**Exercise objective:** Reproduce every one of the entries below word for word, leaving out nothing and changing nothing.

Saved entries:
· · · ·

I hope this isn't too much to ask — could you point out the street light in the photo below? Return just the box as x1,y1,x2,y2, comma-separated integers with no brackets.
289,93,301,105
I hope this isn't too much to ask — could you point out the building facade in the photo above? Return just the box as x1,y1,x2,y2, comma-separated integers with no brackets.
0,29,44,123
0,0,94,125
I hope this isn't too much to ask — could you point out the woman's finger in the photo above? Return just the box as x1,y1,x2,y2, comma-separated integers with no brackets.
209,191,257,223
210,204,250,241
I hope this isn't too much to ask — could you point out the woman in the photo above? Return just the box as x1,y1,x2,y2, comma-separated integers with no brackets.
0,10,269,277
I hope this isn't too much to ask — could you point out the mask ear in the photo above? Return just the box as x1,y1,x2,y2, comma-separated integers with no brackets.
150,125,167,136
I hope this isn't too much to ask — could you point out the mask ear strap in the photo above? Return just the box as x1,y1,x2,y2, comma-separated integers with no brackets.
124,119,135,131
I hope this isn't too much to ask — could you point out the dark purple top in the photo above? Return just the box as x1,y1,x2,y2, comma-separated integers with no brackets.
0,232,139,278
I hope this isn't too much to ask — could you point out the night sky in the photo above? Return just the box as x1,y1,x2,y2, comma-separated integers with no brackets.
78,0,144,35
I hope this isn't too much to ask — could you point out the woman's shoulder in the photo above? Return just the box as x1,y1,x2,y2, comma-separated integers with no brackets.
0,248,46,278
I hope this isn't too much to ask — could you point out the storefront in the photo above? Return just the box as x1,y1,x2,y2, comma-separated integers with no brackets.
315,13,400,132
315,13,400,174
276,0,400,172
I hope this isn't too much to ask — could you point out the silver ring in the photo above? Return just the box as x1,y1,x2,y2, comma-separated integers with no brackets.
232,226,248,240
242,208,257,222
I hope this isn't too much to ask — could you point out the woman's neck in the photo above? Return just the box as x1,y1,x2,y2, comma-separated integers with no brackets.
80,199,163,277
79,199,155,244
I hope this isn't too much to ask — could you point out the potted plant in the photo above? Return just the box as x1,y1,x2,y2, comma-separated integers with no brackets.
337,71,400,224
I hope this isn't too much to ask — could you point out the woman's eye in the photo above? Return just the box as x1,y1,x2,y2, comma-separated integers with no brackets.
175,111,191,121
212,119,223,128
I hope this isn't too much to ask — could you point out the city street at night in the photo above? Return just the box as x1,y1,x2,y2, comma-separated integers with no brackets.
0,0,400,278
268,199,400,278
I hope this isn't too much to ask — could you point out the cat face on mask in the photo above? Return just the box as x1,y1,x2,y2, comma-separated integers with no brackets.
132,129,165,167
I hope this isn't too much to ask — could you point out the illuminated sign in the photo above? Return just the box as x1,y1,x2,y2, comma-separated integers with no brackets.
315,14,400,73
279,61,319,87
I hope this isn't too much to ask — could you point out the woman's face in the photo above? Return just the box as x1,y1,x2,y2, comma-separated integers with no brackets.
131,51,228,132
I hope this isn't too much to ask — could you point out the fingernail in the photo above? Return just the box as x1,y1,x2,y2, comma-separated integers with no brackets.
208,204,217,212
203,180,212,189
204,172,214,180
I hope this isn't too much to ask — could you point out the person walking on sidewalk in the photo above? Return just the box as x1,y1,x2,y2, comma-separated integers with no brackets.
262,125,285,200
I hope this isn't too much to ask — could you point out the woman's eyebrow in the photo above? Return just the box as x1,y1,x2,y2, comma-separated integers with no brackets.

· · · ·

**Solution for this problem:**
I hope this isn't too much to ask — could you point out the street light in the photo below? Return just the box as x1,y1,x2,y2, comma-separated integers with no brackets.
289,93,301,105
I hope this isn't too much to ask — could you point out the building facade in the photo above? Return just the box as x1,y1,x2,y2, comma-separated integers with no brackets.
0,29,44,123
0,0,94,125
I hope this isn't too much to ask — could you point out the woman's finger in the photo above? Return just the box as x1,y1,x2,y2, comma-separated integers with no brackets.
209,191,257,223
210,204,250,241
I hope this isn't too much to ask — could you point out the woman in the photo above? Return just the box as x1,y1,x2,y2, comma-separated integers with no brackets.
0,10,269,277
I hope this isn't too much to ask — could you point out the mask ear in the photo above? Return just the box as x1,y1,x2,y2, comma-separated integers with no brackets.
150,125,167,136
I hope this isn't too much to ask — could you point out the mask ear strap in the photo above? Return just the box as x1,y1,x2,y2, comma-separated integers with no brackets.
124,119,135,131
I hope this isn't too much to ask — could you point out the dark purple top in the photo above? Return just the box as x1,y1,x2,y2, comma-separated integers with no brackets.
0,232,139,278
I hope this isn't too much to ask — could you point out the night sky in the photo above? Return just the box as x1,y1,x2,y2, comma-separated integers with no brackets.
78,0,144,35
I hope this isn't too much to ask — could you point out the woman's shoulder in the photo above? Return just the box as x1,y1,x2,y2, comma-separated integers with no brackets.
0,248,46,278
I hope this isn't too much to ask — could you point out the storefront in the photo above? Return just the box as x1,y1,x2,y2, comma-separated integers with no brackets.
315,13,400,132
315,13,400,174
276,0,400,172
I hope this isn't too much to ask — could you point out the silver ring in the photo above? Return just the box as x1,y1,x2,y2, comma-separated integers with no brackets.
232,226,248,240
242,208,257,222
I hope this isn't too much to ask — could you point out the woman's neck in the photo above? Return just the box as x1,y1,x2,y2, comma-separated integers with no brackets.
80,199,163,277
79,199,155,244
I hope this isn't too much to ask — could you point out the potted plant in the photo above? Return just the box as x1,y1,x2,y2, comma-separated integers with no brackets.
337,71,400,224
I hope this isn't too much to ask — could you point out the woman's eye in the photo above? Return just the box as x1,y1,x2,y2, comma-separated integers with no brackets.
175,111,191,121
212,119,223,128
I hope this isn't too much to ask — could you point out the city street at night in the photo above? Return just the box as x1,y1,x2,y2, comma-separated integers with no brackets.
0,0,400,278
268,199,400,278
I hope this isn't too much to ask — could you point out the cat face on mask in the photo above? Return just the box as x1,y1,x2,y2, comma-separated integers with no brackets.
132,129,165,167
I hope this isn't too much to ask — could you point out the illuminated sign in the photo above? Return just the box as x1,y1,x2,y2, comma-separated integers with no brackets.
315,14,400,73
279,61,319,87
I hope this isn't too much to ask — could you point out the woman's face in the photo above? Return just the box as x1,y1,x2,y2, comma-separated integers with no brackets.
131,51,228,132
I hope this isn't too much to ask — could you point out the fingernail in the photo above? Return just the box as x1,y1,x2,y2, comma-separated integers with no brackets.
208,204,217,212
203,180,212,189
204,172,214,180
I hope this isn't too much to ask — could you point out the person walking on sidewalk in the photo above? Return just the box as x1,y1,x2,y2, comma-separated integers with no brackets.
262,125,285,200
I hope this isn't too much to ask — could you point out the woman's eyebrow in the photo above? Return just the box as x1,y1,x2,y2, comma-separated integers with no brackets.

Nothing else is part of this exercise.